O emprego na rede Cinemark durou pouco tempo. No momento, Helder está desempregado – e por causa de sua paixão pelo time. “Meu último emprego foi em uma malharia, aqui atrás da quadra”, conta. “Ganhava pouco mais de mil reais, mas comecei a mostrar muito atestado e a faltar muito para ver os jogos do Corinthians. Acabei sendo mandado embora”. Helder sempre estudou em colégios públicos. Em 2013, o jovem ganhou uma bolsa de estudos no Colégio Drummond para cursar o último ano do ensino médio. O colégio presenteou a torcida Gaviões da Fiel com a bolsa, que a repassou a Helder. “Estudei com cinco jogadores das categorias de base do Corinthians; um deles era o Gustavo Tocantins, meu melhor amigo, que já subiu para o profissional”, relembra. Helder diz odiar estudar porque nunca recebeu estímulos de professores e por considerar as matérias desinteressantes – apesar de sua favorita ser História. Quando terminou o ensino médio, começou a cursar Automação Industrial, na Faculdade Drummond, ainda como bolsista. “Repeti o primeiro semestre e larguei, as contas de matemática eram muito difíceis”, justifica.
Helder, o terceiro filho entre seis irmãos, mora no Parque do Gato, conjunto habitacional de 486 unidades, dividido em 9 blocos, localizado a apenas 350 metros da quadra dos Gaviões da Fiel, no bairro paulistano do Bom Retiro. Atualmente, Helder passa a grande parte do seu tempo na sede da torcida organizada. “Tem que tomar cuidado porque isso aqui [a quadra] vicia”, diz. “Vou em quase todos jogos do Corinthians.” A julgar pela página de Facebook do torcedor, isso é uma grande verdade. Ele escreveu que “estuda na Instituição de Ensino Grêmio Gaviões da Fiel Torcida” desde 12 de outubro de 2010. Ainda curte duas dezenas de páginas ligadas ao Corinthians. Aliás, a página mostra várias preferências de Helder. Ele segue músicos (Zeca Pagodinho, Racionais MC’s, Mc Bagaça, Michael Jackson, e Jorge e Mateus), artistas (o fortão Terry Crews, Tyler James Williams e Mr. Bean), lutadores (Renan Barão e José Aldo) e o jogador Paulo André. Também é fã de “Sorrir é o Melhor Remédio”, “Juventude Jesus Necessita de Vocês”, “Play Paintball”, “Playstation”, loja de roupas M.Officer e agência de empregos Catho. Acompanha tanto páginas de hooligans e de black-blocs quanto do Exército e da Marinha brasileiros. Já estampou em seu perfil uma frase da página Frases Ultra Hooligan: “Se eu lutar, siga-me/Se eu morrer, vingue-me/Se eu fugir, mate-me”.

§ **ENTRADAS DE DADOS**

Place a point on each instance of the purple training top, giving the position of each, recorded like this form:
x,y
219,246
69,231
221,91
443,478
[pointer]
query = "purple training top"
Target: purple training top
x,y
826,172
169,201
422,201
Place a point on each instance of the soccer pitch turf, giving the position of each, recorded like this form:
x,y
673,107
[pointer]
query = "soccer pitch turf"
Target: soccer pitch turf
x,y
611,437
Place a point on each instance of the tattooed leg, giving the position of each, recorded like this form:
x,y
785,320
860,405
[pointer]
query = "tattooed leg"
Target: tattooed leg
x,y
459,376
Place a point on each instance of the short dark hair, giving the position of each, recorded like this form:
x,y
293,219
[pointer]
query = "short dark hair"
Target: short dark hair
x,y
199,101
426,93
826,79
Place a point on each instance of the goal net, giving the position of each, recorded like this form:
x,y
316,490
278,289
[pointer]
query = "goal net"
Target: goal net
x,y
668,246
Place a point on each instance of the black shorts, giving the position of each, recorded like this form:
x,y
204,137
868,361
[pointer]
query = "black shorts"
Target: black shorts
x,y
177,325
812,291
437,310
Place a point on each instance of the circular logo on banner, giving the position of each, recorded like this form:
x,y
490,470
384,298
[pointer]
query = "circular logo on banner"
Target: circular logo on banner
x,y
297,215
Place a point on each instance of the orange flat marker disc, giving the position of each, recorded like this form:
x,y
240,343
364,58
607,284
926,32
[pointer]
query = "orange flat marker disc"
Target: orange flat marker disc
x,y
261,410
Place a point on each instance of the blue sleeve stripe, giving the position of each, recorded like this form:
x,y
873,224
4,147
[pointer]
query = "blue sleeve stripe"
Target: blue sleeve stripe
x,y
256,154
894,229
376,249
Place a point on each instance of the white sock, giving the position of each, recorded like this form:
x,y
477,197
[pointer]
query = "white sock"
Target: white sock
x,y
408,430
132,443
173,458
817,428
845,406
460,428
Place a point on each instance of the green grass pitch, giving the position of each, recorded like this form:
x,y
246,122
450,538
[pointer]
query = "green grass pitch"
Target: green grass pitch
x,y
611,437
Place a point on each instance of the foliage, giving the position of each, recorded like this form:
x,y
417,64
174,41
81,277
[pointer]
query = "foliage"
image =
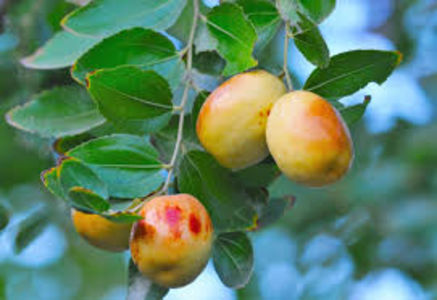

§ **INSTRUÇÕES DA TAREFA**
• a. Segundo a reportagem sobre Helder, quantas unidades tem o conjunto habitacional Parque do Gato?
• b. Prolongue a reportagem sobre o torcedor Helder, começando logo após a última frase apresentada.

§ **RESULTADOS DO EXERCÍCIO**
• a. 486 unidades.

• b.
Na única entrevista que deu sobre o assunto até hoje, para o repórter Valmir Salaro, do programa Fantástico, da Rede Globo, Helder contou que o sinalizador disparou quando estava comemorando o gol: “Coloquei o sinalizador na mochila, dentro de uma sacola, e fui acender. Pra mim, era igual aos outros. Tirei a tampinha, puxei a cordinha e não aconteceu nada. Puxei pela segunda vez e disparou na torcida boliviana. Não fiz mira, não sabia que sairia voando. No intervalo, perguntei aos policias se tinha machucado alguém, disseram que não. Pra mim, depois daquele momento, falei: “Nossa minha vida acabou. O que vou fazer? Matei uma criança, 14 anos de idade.”
Em 2013, Helder declarou em depoimento na Vara da Infância e da Juventude de Guarulhos, na Grande São Paulo, que comprou seis sinalizadores de um camelô na Rua 25 de Março. Pagou 120 reais pelo material de uso exclusivo da Marinha. Na última quinta-feira, Helder fez uma vaquinha entre os membros da torcida para conseguir os mesmos 120 reais. O objetivo era arrecadar dinheiro para que ele e os meninos do seu Departamento de Bandeiras pagassem a caravana e o ingresso para assistir à partida Corinthians x São Paulo, pela semifinal da Copa São Paulo, em Limeira (SP). “A Gaviões não paga nada para gente, aqui é só por amor”, garante. Em pouco menos de 4 horas, ali dentro da quadra, juntou o dinheiro.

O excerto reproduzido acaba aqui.